» WHAT TO WORK ON: Word for word, print all of the entries below.

» DATA FOR ANALYSIS:

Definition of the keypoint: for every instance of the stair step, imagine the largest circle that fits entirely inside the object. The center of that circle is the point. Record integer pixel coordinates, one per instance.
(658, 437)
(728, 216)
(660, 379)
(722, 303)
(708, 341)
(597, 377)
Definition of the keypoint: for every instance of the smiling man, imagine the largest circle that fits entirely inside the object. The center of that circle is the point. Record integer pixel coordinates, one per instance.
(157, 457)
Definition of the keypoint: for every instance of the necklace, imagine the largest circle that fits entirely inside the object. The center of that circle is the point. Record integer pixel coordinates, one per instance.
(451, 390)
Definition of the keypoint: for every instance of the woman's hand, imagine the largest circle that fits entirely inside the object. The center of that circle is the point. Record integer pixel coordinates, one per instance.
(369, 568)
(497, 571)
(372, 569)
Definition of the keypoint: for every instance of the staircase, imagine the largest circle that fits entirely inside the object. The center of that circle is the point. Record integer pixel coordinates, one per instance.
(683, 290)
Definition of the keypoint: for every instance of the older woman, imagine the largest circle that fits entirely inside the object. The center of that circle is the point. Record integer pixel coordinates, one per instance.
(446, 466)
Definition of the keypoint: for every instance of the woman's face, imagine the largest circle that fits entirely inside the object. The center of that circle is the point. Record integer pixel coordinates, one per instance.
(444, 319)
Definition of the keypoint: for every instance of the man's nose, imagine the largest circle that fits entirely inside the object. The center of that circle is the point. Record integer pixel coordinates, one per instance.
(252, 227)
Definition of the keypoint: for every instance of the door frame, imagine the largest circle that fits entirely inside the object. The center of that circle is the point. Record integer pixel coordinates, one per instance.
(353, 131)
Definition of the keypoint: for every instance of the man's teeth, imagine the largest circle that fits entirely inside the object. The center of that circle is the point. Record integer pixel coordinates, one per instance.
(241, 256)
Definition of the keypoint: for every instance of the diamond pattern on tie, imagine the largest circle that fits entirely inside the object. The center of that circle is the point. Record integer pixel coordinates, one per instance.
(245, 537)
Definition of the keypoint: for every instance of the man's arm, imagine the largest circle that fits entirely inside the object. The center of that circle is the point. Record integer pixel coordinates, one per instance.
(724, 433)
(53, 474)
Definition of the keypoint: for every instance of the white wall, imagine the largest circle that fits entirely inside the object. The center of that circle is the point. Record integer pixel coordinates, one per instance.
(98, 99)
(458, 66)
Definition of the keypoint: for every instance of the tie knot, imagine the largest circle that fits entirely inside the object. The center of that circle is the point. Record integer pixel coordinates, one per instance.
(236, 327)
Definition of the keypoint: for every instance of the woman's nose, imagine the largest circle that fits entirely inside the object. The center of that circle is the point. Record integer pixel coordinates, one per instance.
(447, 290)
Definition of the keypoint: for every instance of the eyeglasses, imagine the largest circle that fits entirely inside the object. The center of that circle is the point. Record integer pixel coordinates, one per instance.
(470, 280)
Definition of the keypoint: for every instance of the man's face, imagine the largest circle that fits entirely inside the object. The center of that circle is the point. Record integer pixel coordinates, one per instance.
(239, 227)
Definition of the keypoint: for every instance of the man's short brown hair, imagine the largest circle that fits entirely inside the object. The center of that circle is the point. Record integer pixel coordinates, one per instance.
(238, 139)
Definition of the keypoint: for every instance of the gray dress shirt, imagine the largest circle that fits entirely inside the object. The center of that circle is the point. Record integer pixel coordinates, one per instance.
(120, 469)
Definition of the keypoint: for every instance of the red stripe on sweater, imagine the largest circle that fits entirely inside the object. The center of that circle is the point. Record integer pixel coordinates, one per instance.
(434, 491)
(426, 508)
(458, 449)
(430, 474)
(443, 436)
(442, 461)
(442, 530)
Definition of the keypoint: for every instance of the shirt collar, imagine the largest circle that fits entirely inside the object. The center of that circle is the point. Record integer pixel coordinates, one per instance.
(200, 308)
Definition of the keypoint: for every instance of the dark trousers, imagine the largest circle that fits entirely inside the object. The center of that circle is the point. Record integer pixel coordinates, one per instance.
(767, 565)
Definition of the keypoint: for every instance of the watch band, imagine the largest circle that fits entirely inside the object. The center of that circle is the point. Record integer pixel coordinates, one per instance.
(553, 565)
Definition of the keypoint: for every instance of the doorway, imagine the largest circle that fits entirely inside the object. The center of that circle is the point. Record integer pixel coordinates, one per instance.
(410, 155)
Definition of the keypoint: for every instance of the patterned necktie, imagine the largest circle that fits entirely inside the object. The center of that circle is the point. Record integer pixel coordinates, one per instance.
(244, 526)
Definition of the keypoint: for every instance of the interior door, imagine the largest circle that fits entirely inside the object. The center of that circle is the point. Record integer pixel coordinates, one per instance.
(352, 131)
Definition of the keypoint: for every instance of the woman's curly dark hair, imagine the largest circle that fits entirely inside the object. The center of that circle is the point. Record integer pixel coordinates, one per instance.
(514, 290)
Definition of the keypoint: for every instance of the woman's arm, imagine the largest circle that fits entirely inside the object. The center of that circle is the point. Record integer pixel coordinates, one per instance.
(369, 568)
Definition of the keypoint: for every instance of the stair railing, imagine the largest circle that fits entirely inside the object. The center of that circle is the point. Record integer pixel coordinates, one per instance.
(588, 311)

» RESULT FOR THIS EXERCISE:
Definition of the keypoint: for every instance of the stair step, imagine the largest circle that fits entirely inside the object. The center of that circle is the point. Record integer pixel coordinates, one per instance.
(658, 437)
(728, 216)
(660, 379)
(722, 303)
(708, 341)
(597, 377)
Definition of the keypoint: for every instance of the smiling man, imagine the largest circle that fits entirely inside the object. The center of that circle is the point. Record integer pixel coordinates, one per instance.
(157, 457)
Definition of the keypoint: for every instance of the necklace, imagine the largest circle that fits entirely inside the object. The center of that circle is the point. Record integer pixel coordinates, one per instance.
(451, 390)
Definition of the keypoint: for every instance of the woman's hand, imagine the largest circle that fits entirely inside the object. The center of that circle is the point. Record integer pixel coordinates, one per instance.
(369, 568)
(497, 571)
(372, 569)
Definition of the keypoint: for every instance of the staircase, imagine the largest circle that fits entirely inside the object. The center of that circle is the point. Record integer pixel coordinates, one per instance.
(683, 290)
Definition of the keypoint: for every instance of the older woman, imagine the largest circle that fits entirely inside the object. The center of that circle is the point. Record integer pixel coordinates, one per instance.
(446, 466)
Definition of the keypoint: for every instance of the woman's face, imagine the largest circle that fits entirely inside the object. The center of that circle is the point. Record integer pixel coordinates, one per instance.
(444, 319)
Definition of the keypoint: for every instance of the man's nose, imagine the largest circle that fits entirely inside the object. The center of that circle is the point. Record integer pixel coordinates, one per instance.
(252, 227)
Definition of the keypoint: for every instance of the door frame, imagine the largest circle that fits entirely inside the object. The center of that circle is the point. Record integer pixel coordinates, one per instance.
(353, 131)
Definition of the keypoint: for every instance of the man's teeth, imagine the largest circle that fits entirely inside the object. The center of that circle is the point. Record integer pixel coordinates, one per instance.
(241, 256)
Definition of the keypoint: for every instance of the diamond pattern on tie, imagine the largest circle that fits entirely inside the object. The center of that circle is the point. Record integer pixel coordinates, one per instance.
(245, 537)
Definition of the keypoint: for every instance of the man's arm, imagine the largest circle that fits entirely inside the object. The center of that circle is the point. Record integer pixel coordinates, one per instance.
(724, 433)
(53, 474)
Definition of the keypoint: for every instance of the white wall, imagine the largest circle that fits entirely inside the object. The center of that circle is the point. Record integer pixel coordinates, one per instance.
(98, 99)
(458, 66)
Definition of the keypoint: for every instance of the tie knot, imagine the largest circle that fits entirely inside the object. The center of that circle is the point. Record integer pixel coordinates, one per instance.
(236, 327)
Definition of the keypoint: for every instance of the woman's nose, imagine the largest circle that fits entirely inside the object. The center of that circle is the point. Record integer pixel coordinates, one per instance.
(447, 290)
Definition of the keypoint: for every instance of the eyeglasses, imagine the largest circle that fits entirely inside the object. The center of that circle is the point. Record integer pixel coordinates, one per instance.
(470, 280)
Definition of the keypoint: for every instance of the man's face, imagine the largest circle that fits entirely inside the object. The center of that circle is the point. Record integer pixel coordinates, one per instance.
(239, 227)
Definition of the keypoint: for every instance of the man's short brown hair, imagine the largest circle that fits entirely inside the object. The center of that circle is the point. Record integer pixel coordinates, one per instance.
(238, 139)
Definition of the keypoint: for every instance of the gray dress shirt, imagine the largest circle that fits entirely inside the object. The center of that circle is the point. Record integer pixel coordinates, one per instance.
(120, 469)
Definition of the keypoint: for every instance of the red stripe on sweater, imagine the largest circle that fits entirely inside the object. The center of that circle is the point. Record integer pixel coordinates, one per instance.
(434, 491)
(426, 508)
(458, 449)
(430, 474)
(443, 436)
(442, 461)
(442, 530)
Definition of the keypoint: for every instance of the shirt collar, imagine the largest circle that fits entirely inside the object. The center of that circle is the point. Record integer pixel coordinates, one per instance.
(200, 308)
Definition of the keypoint: for every instance of the dark trousers, imagine the largest circle that fits entirely inside the object. The center of that circle is the point. Record integer pixel coordinates, one per instance.
(767, 565)
Definition of the keypoint: for every instance of the watch band, imagine the largest circle that fits entirely inside the object. The center of that circle is the point. Record integer pixel coordinates, one per instance.
(553, 565)
Definition of the keypoint: for every instance of the doorway, imagine the largest circle that fits entirely inside the object. The center of that circle is the point. Record integer pixel coordinates, one per instance.
(410, 155)
Definition of the keypoint: for every instance of the patterned necktie, imagine the largest circle that fits entirely inside the object. The center of that circle is the point. Record integer pixel coordinates, one per instance.
(244, 526)
Definition of the keypoint: for every instance of the interior door, imagine the largest circle that fits entirely inside the object. The center of that circle is the point. Record integer pixel coordinates, one per instance.
(352, 131)
Definition of the keypoint: for every instance of the woman's curly dark hair, imagine the largest circle that fits entirely inside the object. The center of that circle is the point. Record integer pixel coordinates, one per instance.
(514, 290)
Definition of the keypoint: for every instance of the woman's arm, imagine the largest circle that fits entirely inside the object. The center of that circle is the point. Record integer pixel coordinates, one per instance.
(369, 568)
Definition of the keypoint: for every instance of the stair railing, imagine the largest circle that fits entirely inside the object. The center of that circle is the point. Record integer pixel coordinates, one per instance.
(588, 311)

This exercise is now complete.